[START OF PROVIDED INFORMATION]

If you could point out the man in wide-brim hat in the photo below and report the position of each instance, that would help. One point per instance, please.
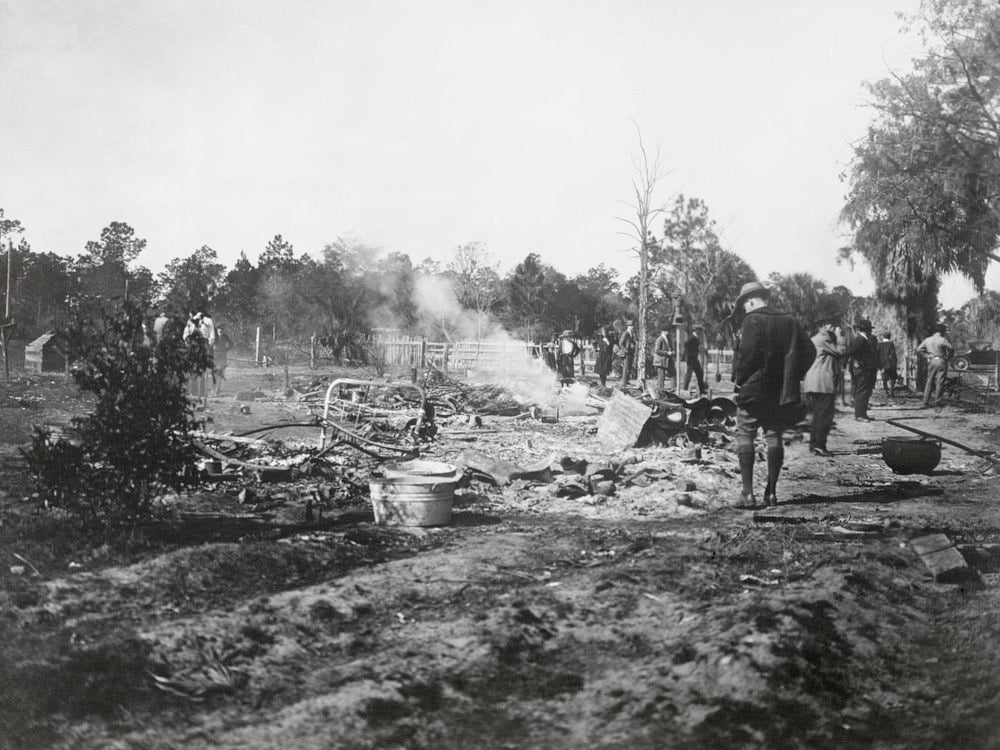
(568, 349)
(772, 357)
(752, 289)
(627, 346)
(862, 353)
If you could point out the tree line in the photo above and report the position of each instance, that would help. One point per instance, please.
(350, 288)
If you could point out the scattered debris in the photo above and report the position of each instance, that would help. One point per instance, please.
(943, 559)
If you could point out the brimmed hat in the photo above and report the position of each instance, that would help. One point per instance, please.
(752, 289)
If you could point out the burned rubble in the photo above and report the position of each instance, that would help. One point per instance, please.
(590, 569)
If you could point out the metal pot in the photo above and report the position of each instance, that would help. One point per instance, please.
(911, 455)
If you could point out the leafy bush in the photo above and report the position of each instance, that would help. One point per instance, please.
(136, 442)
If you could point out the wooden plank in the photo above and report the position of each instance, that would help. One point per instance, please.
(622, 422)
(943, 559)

[END OF PROVIDED INFORMATION]
[START OF PROVIDED INFORMATION]

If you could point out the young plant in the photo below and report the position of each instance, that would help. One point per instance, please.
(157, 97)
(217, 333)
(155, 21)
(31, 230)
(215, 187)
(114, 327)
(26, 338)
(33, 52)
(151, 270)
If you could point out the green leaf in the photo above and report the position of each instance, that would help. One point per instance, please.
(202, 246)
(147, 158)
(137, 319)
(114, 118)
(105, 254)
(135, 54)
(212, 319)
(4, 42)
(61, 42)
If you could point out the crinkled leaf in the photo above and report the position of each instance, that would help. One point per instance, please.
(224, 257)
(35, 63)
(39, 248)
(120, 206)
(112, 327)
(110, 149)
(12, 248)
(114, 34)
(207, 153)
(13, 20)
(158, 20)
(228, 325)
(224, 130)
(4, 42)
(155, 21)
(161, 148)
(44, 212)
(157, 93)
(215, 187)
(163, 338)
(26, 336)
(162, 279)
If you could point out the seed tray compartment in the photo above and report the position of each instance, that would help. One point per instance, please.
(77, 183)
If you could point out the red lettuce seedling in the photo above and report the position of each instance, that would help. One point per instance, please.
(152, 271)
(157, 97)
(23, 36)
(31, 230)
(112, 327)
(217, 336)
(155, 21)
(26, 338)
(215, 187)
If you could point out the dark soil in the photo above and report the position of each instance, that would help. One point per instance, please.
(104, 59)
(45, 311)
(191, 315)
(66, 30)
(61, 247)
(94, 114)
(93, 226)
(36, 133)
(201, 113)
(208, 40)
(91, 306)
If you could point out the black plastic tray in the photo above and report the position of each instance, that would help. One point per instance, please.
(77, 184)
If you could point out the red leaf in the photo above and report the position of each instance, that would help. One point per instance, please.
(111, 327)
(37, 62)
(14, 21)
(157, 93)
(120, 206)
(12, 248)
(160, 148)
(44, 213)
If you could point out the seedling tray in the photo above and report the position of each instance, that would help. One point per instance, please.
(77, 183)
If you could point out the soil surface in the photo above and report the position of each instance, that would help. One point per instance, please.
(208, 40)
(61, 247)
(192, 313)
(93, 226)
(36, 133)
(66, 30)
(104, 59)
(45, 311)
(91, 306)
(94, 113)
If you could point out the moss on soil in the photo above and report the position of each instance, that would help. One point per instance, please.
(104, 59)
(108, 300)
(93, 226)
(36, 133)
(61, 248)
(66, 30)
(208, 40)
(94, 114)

[END OF PROVIDED INFORMATION]

**GIVEN REQUEST**
Return every line from the two blocks above that contains the word "below". Case counts.

**SOLVED EXERCISE**
If you could point out the man in wide-brim hat in the photo below and report the position of each instance, that would help. One point per instance, please.
If you could point out the young plant in the photo below and report the position of each instance, that would help. One point per instance, please.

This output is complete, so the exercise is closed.